BEGIN Extracted records

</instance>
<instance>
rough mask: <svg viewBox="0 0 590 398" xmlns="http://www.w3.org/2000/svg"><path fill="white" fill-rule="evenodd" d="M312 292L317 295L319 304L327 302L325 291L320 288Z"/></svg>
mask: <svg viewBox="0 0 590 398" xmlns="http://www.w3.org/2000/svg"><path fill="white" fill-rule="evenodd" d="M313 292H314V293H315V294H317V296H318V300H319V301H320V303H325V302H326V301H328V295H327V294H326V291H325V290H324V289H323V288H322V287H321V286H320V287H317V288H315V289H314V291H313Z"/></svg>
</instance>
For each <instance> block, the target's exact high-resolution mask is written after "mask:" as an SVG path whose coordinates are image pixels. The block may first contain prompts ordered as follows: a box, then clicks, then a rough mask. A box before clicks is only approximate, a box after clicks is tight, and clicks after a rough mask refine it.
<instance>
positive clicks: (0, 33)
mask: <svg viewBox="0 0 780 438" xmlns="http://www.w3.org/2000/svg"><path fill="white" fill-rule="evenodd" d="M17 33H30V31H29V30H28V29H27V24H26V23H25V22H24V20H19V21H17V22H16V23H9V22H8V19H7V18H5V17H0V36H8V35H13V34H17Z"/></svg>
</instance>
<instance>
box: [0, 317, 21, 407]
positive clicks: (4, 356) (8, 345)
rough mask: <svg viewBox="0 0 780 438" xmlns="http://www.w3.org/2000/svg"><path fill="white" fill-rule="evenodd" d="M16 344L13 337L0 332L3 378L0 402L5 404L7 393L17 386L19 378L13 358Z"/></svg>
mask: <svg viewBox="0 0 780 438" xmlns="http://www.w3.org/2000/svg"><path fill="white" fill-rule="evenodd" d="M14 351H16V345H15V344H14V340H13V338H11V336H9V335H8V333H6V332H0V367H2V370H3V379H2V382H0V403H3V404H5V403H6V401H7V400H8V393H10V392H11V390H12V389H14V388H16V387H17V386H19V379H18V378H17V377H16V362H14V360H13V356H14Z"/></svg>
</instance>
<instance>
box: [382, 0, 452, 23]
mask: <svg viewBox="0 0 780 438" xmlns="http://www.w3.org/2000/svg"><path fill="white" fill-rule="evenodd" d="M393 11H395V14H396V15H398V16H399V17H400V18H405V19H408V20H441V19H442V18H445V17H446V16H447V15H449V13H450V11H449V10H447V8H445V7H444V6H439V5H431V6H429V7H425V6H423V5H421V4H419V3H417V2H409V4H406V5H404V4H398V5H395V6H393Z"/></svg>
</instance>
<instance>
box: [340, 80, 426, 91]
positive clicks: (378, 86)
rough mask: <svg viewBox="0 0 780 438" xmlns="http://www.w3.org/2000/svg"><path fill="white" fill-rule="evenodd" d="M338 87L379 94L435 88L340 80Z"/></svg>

END Extracted records

Give the data above again, reproducing every line without any change.

</instance>
<instance>
rough mask: <svg viewBox="0 0 590 398" xmlns="http://www.w3.org/2000/svg"><path fill="white" fill-rule="evenodd" d="M312 292L317 295L319 304L327 302L325 291L320 288Z"/></svg>
mask: <svg viewBox="0 0 590 398" xmlns="http://www.w3.org/2000/svg"><path fill="white" fill-rule="evenodd" d="M313 292H314V293H315V294H317V296H318V300H319V301H320V303H325V302H326V301H328V295H327V294H326V291H325V290H324V289H323V288H322V287H321V286H320V287H317V288H315V289H314V291H313Z"/></svg>
</instance>
For each <instance> block, the target's exact high-resolution mask is written after "mask:" as an SVG path whose coordinates are image pixels. The block may first contain prompts ordered as follows: a box, then clicks, then a rough mask. A box before clicks is only approximate, a box after clicks is tight, and clicks after a rough mask refine it.
<instance>
positive clicks: (0, 33)
mask: <svg viewBox="0 0 780 438" xmlns="http://www.w3.org/2000/svg"><path fill="white" fill-rule="evenodd" d="M17 33H30V31H29V30H28V29H27V24H26V23H25V22H24V20H19V21H17V22H16V23H9V22H8V19H7V18H5V17H0V36H8V35H13V34H17Z"/></svg>
</instance>
<instance>
box: [0, 317, 21, 407]
positive clicks: (4, 356) (8, 345)
rough mask: <svg viewBox="0 0 780 438" xmlns="http://www.w3.org/2000/svg"><path fill="white" fill-rule="evenodd" d="M16 344L13 337L0 332L3 378L0 402L5 404L7 393L17 386L19 378L13 358Z"/></svg>
mask: <svg viewBox="0 0 780 438" xmlns="http://www.w3.org/2000/svg"><path fill="white" fill-rule="evenodd" d="M14 351H16V345H15V344H14V340H13V338H11V336H9V335H8V333H6V332H0V367H2V370H3V379H2V382H0V403H3V404H5V403H6V401H7V400H8V393H10V392H11V390H12V389H14V388H16V387H17V386H19V379H18V378H17V377H16V362H14V360H13V356H14Z"/></svg>
</instance>
<instance>
box: [382, 0, 452, 23]
mask: <svg viewBox="0 0 780 438" xmlns="http://www.w3.org/2000/svg"><path fill="white" fill-rule="evenodd" d="M393 11H395V14H396V15H398V16H399V17H400V18H405V19H408V20H441V19H442V18H445V17H446V16H447V15H449V13H450V11H449V10H447V8H445V7H444V6H439V5H431V6H429V7H425V6H423V5H421V4H419V3H417V2H409V4H406V5H404V4H398V5H395V6H393Z"/></svg>
</instance>
<instance>
box: [340, 80, 426, 91]
positive clicks: (378, 86)
rough mask: <svg viewBox="0 0 780 438" xmlns="http://www.w3.org/2000/svg"><path fill="white" fill-rule="evenodd" d="M338 87L379 94L435 88L340 80Z"/></svg>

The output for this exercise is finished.